── DATA ROWS ──
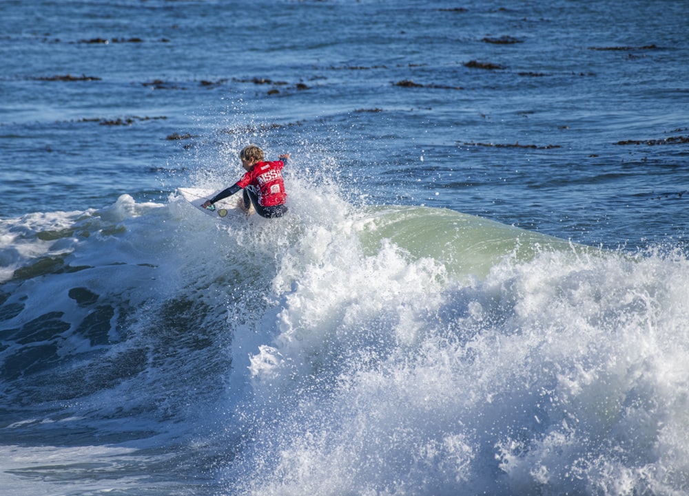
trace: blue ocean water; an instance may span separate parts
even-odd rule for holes
[[[689,492],[686,6],[0,3],[1,492]]]

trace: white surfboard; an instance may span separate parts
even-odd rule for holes
[[[203,189],[201,188],[178,188],[185,200],[189,202],[198,210],[208,215],[224,221],[234,221],[243,217],[246,218],[247,215],[242,211],[242,209],[237,206],[237,202],[241,200],[241,196],[233,195],[224,200],[216,202],[209,208],[204,208],[201,205],[205,203],[207,200],[210,200],[217,195],[222,190]]]

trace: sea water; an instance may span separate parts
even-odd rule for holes
[[[684,2],[0,27],[0,493],[689,493]]]

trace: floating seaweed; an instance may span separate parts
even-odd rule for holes
[[[600,52],[624,52],[629,50],[654,50],[657,47],[653,44],[646,45],[643,47],[588,47],[588,50]]]
[[[82,74],[81,76],[72,76],[71,74],[65,74],[65,76],[50,76],[48,77],[39,77],[35,78],[39,81],[100,81],[101,78],[96,78],[94,76],[86,76]]]
[[[504,69],[504,67],[499,64],[493,64],[490,62],[478,62],[477,61],[469,61],[464,63],[464,65],[472,69],[487,69],[489,70]]]
[[[446,86],[444,85],[421,85],[414,83],[410,79],[404,79],[401,81],[393,83],[395,86],[401,86],[404,88],[435,88],[438,89],[464,89],[461,86]]]
[[[507,36],[500,36],[500,38],[484,38],[481,41],[486,43],[493,43],[493,45],[514,45],[515,43],[524,43],[522,40],[517,38]]]
[[[615,144],[680,144],[689,143],[689,136],[670,136],[661,140],[626,140],[618,141]]]

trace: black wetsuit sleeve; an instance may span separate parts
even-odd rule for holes
[[[218,193],[214,197],[211,198],[210,202],[211,203],[215,203],[216,202],[218,202],[223,200],[223,198],[227,198],[228,196],[232,196],[240,189],[241,187],[238,186],[236,184],[232,184],[232,186],[229,186],[227,189],[223,189],[222,191]]]

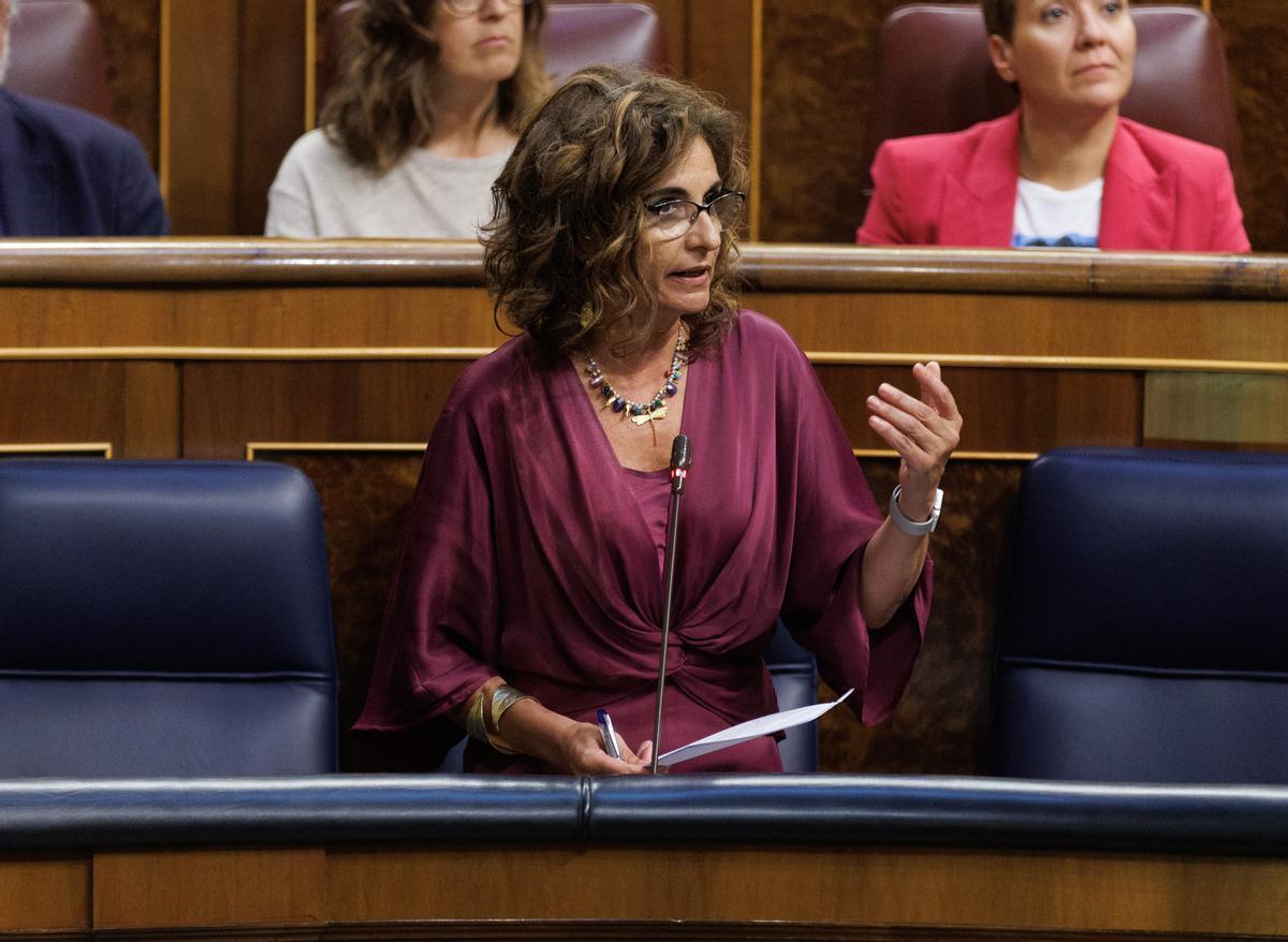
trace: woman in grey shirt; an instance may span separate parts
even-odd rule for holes
[[[322,126],[291,147],[267,236],[475,238],[546,89],[545,0],[363,0]]]

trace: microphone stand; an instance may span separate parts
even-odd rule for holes
[[[693,461],[688,435],[676,435],[671,443],[671,503],[666,513],[666,556],[662,562],[662,654],[657,665],[657,714],[653,717],[653,763],[649,772],[657,775],[657,759],[662,754],[662,692],[666,688],[666,646],[671,637],[671,592],[675,588],[675,534],[680,529],[680,495],[684,479]]]

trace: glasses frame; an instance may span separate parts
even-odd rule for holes
[[[483,5],[488,0],[438,0],[443,9],[451,15],[464,19],[465,17],[473,17],[483,9]],[[532,0],[501,0],[502,5],[511,10],[522,10],[524,6],[531,6]]]
[[[674,236],[667,236],[667,234],[663,233],[663,238],[667,239],[667,241],[671,241],[671,239],[683,239],[685,236],[689,234],[689,230],[693,229],[694,223],[698,221],[698,216],[701,216],[703,212],[706,212],[711,217],[711,221],[716,224],[716,228],[721,233],[725,229],[732,228],[730,224],[726,224],[723,219],[720,219],[720,215],[717,212],[715,212],[714,208],[712,208],[721,199],[728,199],[729,197],[737,197],[738,198],[738,216],[733,220],[733,224],[732,224],[732,225],[737,225],[738,221],[739,221],[739,219],[742,217],[742,207],[747,203],[747,194],[746,193],[739,193],[735,189],[725,190],[720,196],[717,196],[714,199],[710,199],[710,201],[707,201],[705,203],[696,203],[692,199],[679,199],[679,198],[675,198],[675,199],[658,199],[656,203],[648,203],[648,205],[645,205],[644,208],[648,210],[650,214],[653,214],[653,225],[657,229],[661,229],[662,228],[662,223],[661,223],[659,216],[661,216],[661,211],[665,207],[667,207],[667,206],[676,206],[679,203],[688,203],[690,207],[693,207],[693,214],[689,216],[689,223],[688,223],[688,225],[684,226],[683,232],[677,232]]]

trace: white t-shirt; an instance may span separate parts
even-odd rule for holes
[[[265,236],[471,239],[492,219],[492,183],[510,148],[440,157],[424,148],[385,174],[353,163],[313,130],[287,152],[268,190]]]
[[[1055,189],[1020,178],[1015,196],[1014,248],[1096,248],[1105,178],[1078,189]]]

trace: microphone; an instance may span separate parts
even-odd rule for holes
[[[689,465],[693,462],[693,449],[689,447],[688,435],[676,435],[671,443],[671,493],[684,493],[684,479],[689,476]]]
[[[666,645],[671,637],[671,591],[675,588],[675,534],[680,529],[680,495],[693,461],[689,436],[680,434],[671,443],[671,504],[666,512],[666,553],[662,557],[665,591],[662,596],[662,654],[657,665],[657,713],[653,717],[653,763],[649,771],[657,775],[657,757],[662,754],[662,694],[666,690]]]

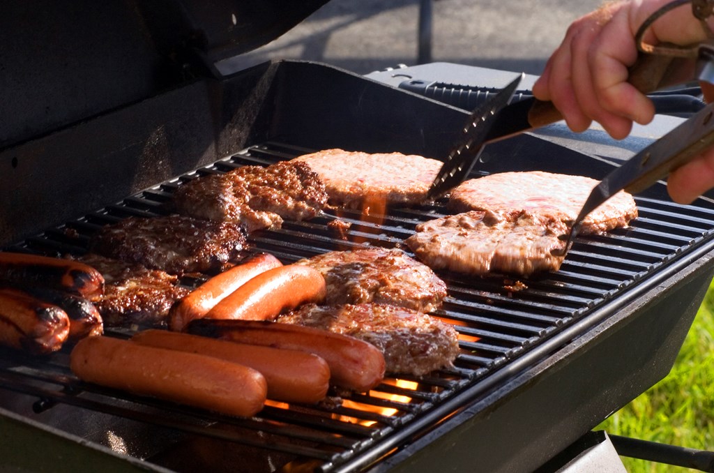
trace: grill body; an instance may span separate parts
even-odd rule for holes
[[[9,169],[0,173],[0,245],[81,252],[99,226],[160,212],[185,180],[314,149],[444,156],[467,115],[308,62],[267,63],[221,80],[197,80],[0,151]],[[485,158],[475,174],[541,169],[597,179],[612,166],[533,134],[489,146]],[[526,281],[525,291],[511,293],[502,279],[447,278],[451,298],[443,315],[479,340],[462,344],[454,371],[417,380],[423,387],[406,392],[413,402],[360,398],[396,406],[393,419],[340,412],[376,419],[377,427],[327,422],[325,412],[312,412],[319,409],[268,409],[255,422],[201,414],[196,421],[193,412],[147,407],[143,400],[124,409],[136,399],[101,390],[91,393],[99,404],[75,407],[81,397],[66,392],[74,386],[66,354],[36,364],[4,354],[4,383],[16,383],[10,390],[19,394],[0,397],[2,422],[16,444],[25,434],[46,432],[43,438],[58,446],[49,464],[69,449],[104,455],[108,465],[116,460],[157,470],[228,470],[248,452],[268,470],[268,464],[305,460],[301,464],[324,471],[406,471],[443,467],[448,459],[475,470],[529,471],[666,374],[711,279],[714,213],[672,204],[661,185],[638,196],[638,204],[640,218],[632,229],[580,239],[560,272]],[[354,222],[348,242],[326,229],[335,216],[329,215],[287,222],[253,241],[286,262],[363,242],[391,247],[441,211],[439,205],[398,209],[381,222],[346,212],[338,216]],[[66,226],[79,236],[68,239]],[[36,389],[32,377],[48,366],[61,388],[43,391],[40,380]],[[59,405],[35,414],[37,399]],[[227,424],[228,438],[211,431],[213,422]],[[250,434],[233,435],[243,429]],[[3,444],[4,458],[36,459],[12,444]],[[181,454],[206,445],[221,458]]]

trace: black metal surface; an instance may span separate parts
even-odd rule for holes
[[[327,0],[0,4],[0,148],[206,76]]]
[[[0,174],[0,191],[7,193],[0,211],[11,217],[0,241],[16,249],[81,252],[101,225],[163,211],[181,181],[316,149],[443,156],[466,116],[308,63],[198,82],[0,153],[4,162],[17,163]],[[475,172],[540,169],[598,179],[612,168],[528,134],[484,154],[493,159]],[[228,471],[247,455],[261,464],[253,471],[298,462],[324,471],[398,469],[438,465],[449,451],[475,469],[532,469],[671,367],[711,278],[714,211],[665,196],[661,185],[638,196],[640,216],[631,228],[579,239],[560,271],[524,280],[522,290],[511,278],[442,274],[450,297],[436,314],[473,337],[462,340],[455,368],[405,377],[413,383],[406,387],[389,378],[353,398],[359,405],[273,406],[253,419],[226,419],[78,383],[66,352],[37,359],[3,352],[0,406],[56,434],[79,435],[89,448],[108,446],[106,432],[118,432],[126,454],[145,459],[147,467]],[[29,215],[26,204],[11,206],[28,201],[46,204]],[[439,202],[394,209],[383,219],[328,213],[252,241],[286,262],[364,244],[398,247],[416,224],[443,211]],[[333,218],[352,224],[346,240],[327,228]],[[640,370],[643,365],[648,369]],[[8,389],[21,394],[6,396]],[[393,414],[371,412],[385,407]],[[194,454],[216,444],[220,458]]]
[[[656,462],[668,465],[714,472],[714,452],[610,435],[618,453],[623,457]]]

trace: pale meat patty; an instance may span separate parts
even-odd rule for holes
[[[557,219],[529,211],[508,214],[471,211],[416,226],[406,244],[435,269],[484,276],[491,273],[528,276],[557,271],[568,228]]]
[[[312,219],[326,203],[325,184],[307,164],[281,161],[198,177],[176,189],[171,205],[179,214],[240,223],[251,232],[280,228],[283,219]]]
[[[451,191],[447,207],[454,212],[526,210],[571,224],[598,184],[583,176],[540,171],[503,172],[461,183]],[[637,214],[635,199],[620,191],[585,217],[580,233],[600,234],[627,226]]]
[[[76,259],[104,277],[104,293],[94,303],[105,326],[162,325],[171,304],[190,292],[177,277],[141,264],[93,254]]]
[[[458,334],[453,327],[396,306],[308,304],[278,322],[322,329],[371,343],[382,352],[386,371],[393,374],[422,376],[451,367],[459,353]]]
[[[296,264],[322,273],[326,305],[376,302],[428,312],[446,297],[446,283],[401,249],[331,252]]]
[[[106,225],[90,240],[90,251],[172,274],[223,268],[245,249],[241,226],[181,215],[128,217]]]
[[[331,205],[349,209],[418,204],[443,162],[416,154],[326,149],[298,156],[323,181]]]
───
**REQUIREMENTS**
Please return, verbatim and with the pictures left out, everything from the start of the material down to the line containing "[[[684,2],[0,27],[0,493],[689,493]]]", that line included.

**EXERCISE RESPONSE**
trace: blue ocean water; an instance may span separate parts
even-odd rule for holes
[[[689,492],[686,6],[0,3],[1,492]]]

trace: white surfboard; an instance may span separate parts
even-odd rule for holes
[[[203,189],[201,188],[178,188],[185,200],[189,202],[198,210],[208,215],[224,221],[234,221],[243,217],[246,218],[247,215],[242,211],[242,209],[237,206],[237,202],[241,200],[241,196],[233,195],[224,200],[216,202],[209,208],[204,208],[201,205],[205,203],[207,200],[210,200],[217,195],[222,190]]]

trace: sea water; an instance may span separate parts
even-odd rule for holes
[[[684,2],[0,27],[0,493],[689,493]]]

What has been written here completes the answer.